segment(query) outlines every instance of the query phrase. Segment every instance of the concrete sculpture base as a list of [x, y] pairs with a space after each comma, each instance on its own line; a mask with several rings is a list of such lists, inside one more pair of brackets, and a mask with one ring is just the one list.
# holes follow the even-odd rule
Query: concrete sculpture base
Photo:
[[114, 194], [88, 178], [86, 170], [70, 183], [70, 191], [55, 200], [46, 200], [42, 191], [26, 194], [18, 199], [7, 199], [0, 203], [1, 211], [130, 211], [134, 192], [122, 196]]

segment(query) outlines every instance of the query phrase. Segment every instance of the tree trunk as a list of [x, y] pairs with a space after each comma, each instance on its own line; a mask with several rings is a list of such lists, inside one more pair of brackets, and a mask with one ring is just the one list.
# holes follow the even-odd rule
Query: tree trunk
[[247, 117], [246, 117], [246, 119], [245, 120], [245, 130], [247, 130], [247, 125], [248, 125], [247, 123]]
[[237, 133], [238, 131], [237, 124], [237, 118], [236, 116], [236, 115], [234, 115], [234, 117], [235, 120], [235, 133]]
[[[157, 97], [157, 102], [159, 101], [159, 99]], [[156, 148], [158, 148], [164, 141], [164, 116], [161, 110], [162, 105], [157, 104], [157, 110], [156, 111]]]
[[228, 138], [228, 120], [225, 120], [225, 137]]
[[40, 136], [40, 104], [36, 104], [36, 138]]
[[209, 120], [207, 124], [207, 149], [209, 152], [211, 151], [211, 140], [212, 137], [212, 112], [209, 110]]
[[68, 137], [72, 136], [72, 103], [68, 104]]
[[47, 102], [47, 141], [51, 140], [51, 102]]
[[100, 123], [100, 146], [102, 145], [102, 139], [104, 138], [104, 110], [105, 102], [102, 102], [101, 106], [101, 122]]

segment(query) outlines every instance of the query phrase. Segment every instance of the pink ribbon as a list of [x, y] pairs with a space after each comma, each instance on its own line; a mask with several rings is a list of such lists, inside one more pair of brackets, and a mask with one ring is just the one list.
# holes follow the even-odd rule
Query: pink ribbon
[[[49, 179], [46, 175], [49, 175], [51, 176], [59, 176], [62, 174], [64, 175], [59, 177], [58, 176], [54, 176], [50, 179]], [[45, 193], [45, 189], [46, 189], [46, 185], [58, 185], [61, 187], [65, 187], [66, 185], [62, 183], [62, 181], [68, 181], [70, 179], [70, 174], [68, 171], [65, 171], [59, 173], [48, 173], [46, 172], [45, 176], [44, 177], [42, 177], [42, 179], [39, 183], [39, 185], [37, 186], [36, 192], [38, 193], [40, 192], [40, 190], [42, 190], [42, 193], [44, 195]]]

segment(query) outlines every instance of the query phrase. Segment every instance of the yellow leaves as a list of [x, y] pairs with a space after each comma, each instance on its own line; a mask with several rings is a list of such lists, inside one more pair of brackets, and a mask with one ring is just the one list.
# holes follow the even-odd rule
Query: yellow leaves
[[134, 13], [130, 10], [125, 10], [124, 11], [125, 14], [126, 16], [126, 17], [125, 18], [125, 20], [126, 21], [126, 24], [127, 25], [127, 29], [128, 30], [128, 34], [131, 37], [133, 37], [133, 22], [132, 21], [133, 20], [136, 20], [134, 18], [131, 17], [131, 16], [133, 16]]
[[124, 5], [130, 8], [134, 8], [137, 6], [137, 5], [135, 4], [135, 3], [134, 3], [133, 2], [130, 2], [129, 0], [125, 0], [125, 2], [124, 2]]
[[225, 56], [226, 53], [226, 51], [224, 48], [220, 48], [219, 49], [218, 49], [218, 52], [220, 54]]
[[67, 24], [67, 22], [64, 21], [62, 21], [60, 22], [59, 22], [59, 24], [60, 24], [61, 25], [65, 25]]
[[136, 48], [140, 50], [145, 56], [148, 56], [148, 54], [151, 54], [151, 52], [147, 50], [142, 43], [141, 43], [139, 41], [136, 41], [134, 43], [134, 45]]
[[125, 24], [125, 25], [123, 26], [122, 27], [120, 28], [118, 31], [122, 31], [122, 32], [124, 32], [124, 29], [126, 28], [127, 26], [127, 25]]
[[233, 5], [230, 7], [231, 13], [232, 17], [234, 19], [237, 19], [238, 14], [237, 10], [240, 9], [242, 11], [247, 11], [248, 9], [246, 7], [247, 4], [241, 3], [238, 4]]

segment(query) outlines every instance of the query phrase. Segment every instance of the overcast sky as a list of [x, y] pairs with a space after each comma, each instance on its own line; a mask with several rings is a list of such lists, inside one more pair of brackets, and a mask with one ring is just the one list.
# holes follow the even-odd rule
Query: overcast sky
+-------+
TASK DESCRIPTION → Reproduce every line of the records, swapping "even-odd rule" for "nonzero winding rule" wherever it occurs and leaving all other text unchanged.

RESPONSE TO THIS TASK →
segment(query) outlines every instance of the query phrase. Segment every instance of the concrete sculpture base as a list of [x, y] pairs with a space after each comma, each instance on its own line; a mask with several rings is a list of such lists, inside one more pair of brackets, and a mask with one ring is just the one list.
# holes follow the nonzero winding rule
Query: concrete sculpture base
Photo:
[[114, 194], [88, 178], [86, 170], [70, 183], [70, 191], [55, 200], [46, 200], [42, 191], [26, 194], [18, 199], [7, 199], [0, 203], [1, 211], [130, 211], [134, 192], [122, 196]]

segment(query) outlines every instance of the query phrase. Segment every instance of the tree trunk as a list of [x, y] pairs with a space after each comma, each instance on its own line; a mask with several rings is a list of such lists, inside one more pair of brackets, and a mask with one ring is just the one list.
# holes follow the nonzero winding rule
Query: tree trunk
[[247, 117], [246, 117], [246, 119], [245, 120], [245, 130], [247, 130], [247, 125], [248, 125], [247, 123]]
[[237, 133], [238, 131], [237, 124], [237, 118], [236, 116], [236, 115], [234, 115], [234, 117], [235, 120], [235, 133]]
[[[157, 97], [157, 102], [159, 101], [159, 99]], [[156, 148], [158, 148], [164, 141], [164, 116], [161, 110], [162, 105], [157, 104], [157, 110], [156, 111]]]
[[228, 138], [228, 120], [225, 120], [225, 137]]
[[40, 136], [40, 104], [36, 104], [36, 138]]
[[209, 120], [207, 124], [207, 149], [209, 152], [211, 151], [211, 140], [212, 137], [212, 112], [209, 110]]
[[68, 137], [72, 136], [72, 103], [68, 104]]
[[47, 102], [47, 141], [51, 140], [51, 102]]
[[100, 123], [100, 146], [102, 145], [102, 139], [104, 138], [104, 110], [105, 102], [102, 102], [101, 106], [101, 122]]

segment(query) outlines every instance of the query phrase. Segment every instance of the pink ribbon as a list of [x, y] pairs with a space after each comma, each instance on its own line; a mask with several rings is a list of such lists, inside one more pair of brackets, and a mask with one ring is just the one list.
# holes follow the nonzero winding rule
Query: pink ribbon
[[[49, 179], [46, 175], [49, 175], [51, 176], [59, 176], [62, 174], [64, 175], [59, 177], [58, 176], [54, 176], [50, 179]], [[45, 193], [45, 189], [46, 189], [46, 185], [58, 185], [61, 187], [65, 187], [66, 185], [62, 183], [62, 181], [68, 181], [70, 179], [70, 174], [68, 171], [65, 171], [59, 173], [48, 173], [46, 172], [45, 176], [44, 177], [42, 177], [42, 179], [39, 183], [39, 185], [37, 186], [36, 192], [38, 193], [40, 192], [40, 190], [42, 190], [42, 193], [44, 195]]]

segment(query) outlines every instance of the query phrase. Segment every instance of the yellow leaves as a list of [x, y] pairs with a space after each comma, each instance on its own line; a mask with several rings is a list of such lists, inside one more pair of brackets, and a mask with one ring is just the one list.
# holes follow the nonzero winding rule
Query: yellow leaves
[[134, 13], [130, 10], [125, 10], [124, 11], [125, 14], [126, 16], [126, 17], [125, 18], [125, 20], [126, 21], [126, 24], [127, 25], [127, 29], [128, 30], [128, 34], [131, 37], [133, 37], [133, 22], [132, 21], [133, 20], [136, 20], [134, 18], [131, 17], [131, 16], [133, 16]]
[[124, 5], [130, 8], [134, 8], [137, 6], [137, 5], [135, 4], [135, 3], [134, 3], [133, 2], [130, 2], [129, 0], [125, 0], [125, 2], [124, 2]]
[[225, 56], [226, 53], [226, 51], [224, 48], [220, 48], [219, 49], [218, 49], [218, 52], [220, 54]]
[[67, 24], [67, 22], [64, 21], [62, 21], [60, 22], [59, 22], [59, 24], [60, 24], [61, 25], [65, 25]]
[[136, 48], [140, 50], [145, 56], [148, 56], [148, 54], [151, 54], [151, 52], [147, 50], [142, 43], [141, 43], [139, 41], [136, 41], [134, 43], [134, 45]]
[[125, 24], [125, 25], [123, 26], [122, 27], [120, 28], [118, 31], [122, 31], [122, 32], [124, 32], [124, 29], [126, 28], [127, 26], [127, 25]]
[[233, 5], [230, 7], [231, 13], [232, 17], [234, 19], [237, 19], [238, 14], [237, 10], [240, 9], [242, 11], [247, 11], [248, 9], [246, 7], [247, 4], [241, 3], [238, 4]]

segment(query) outlines every instance of the query phrase. Segment every instance of the overcast sky as a list of [x, y] pairs with a space after each comma, each instance on its own line; a mask with several rings is a list of such lists, inside one more pair of brackets, and a mask with one ring is just the one list.
# holes follow the nonzero winding rule
Query: overcast sky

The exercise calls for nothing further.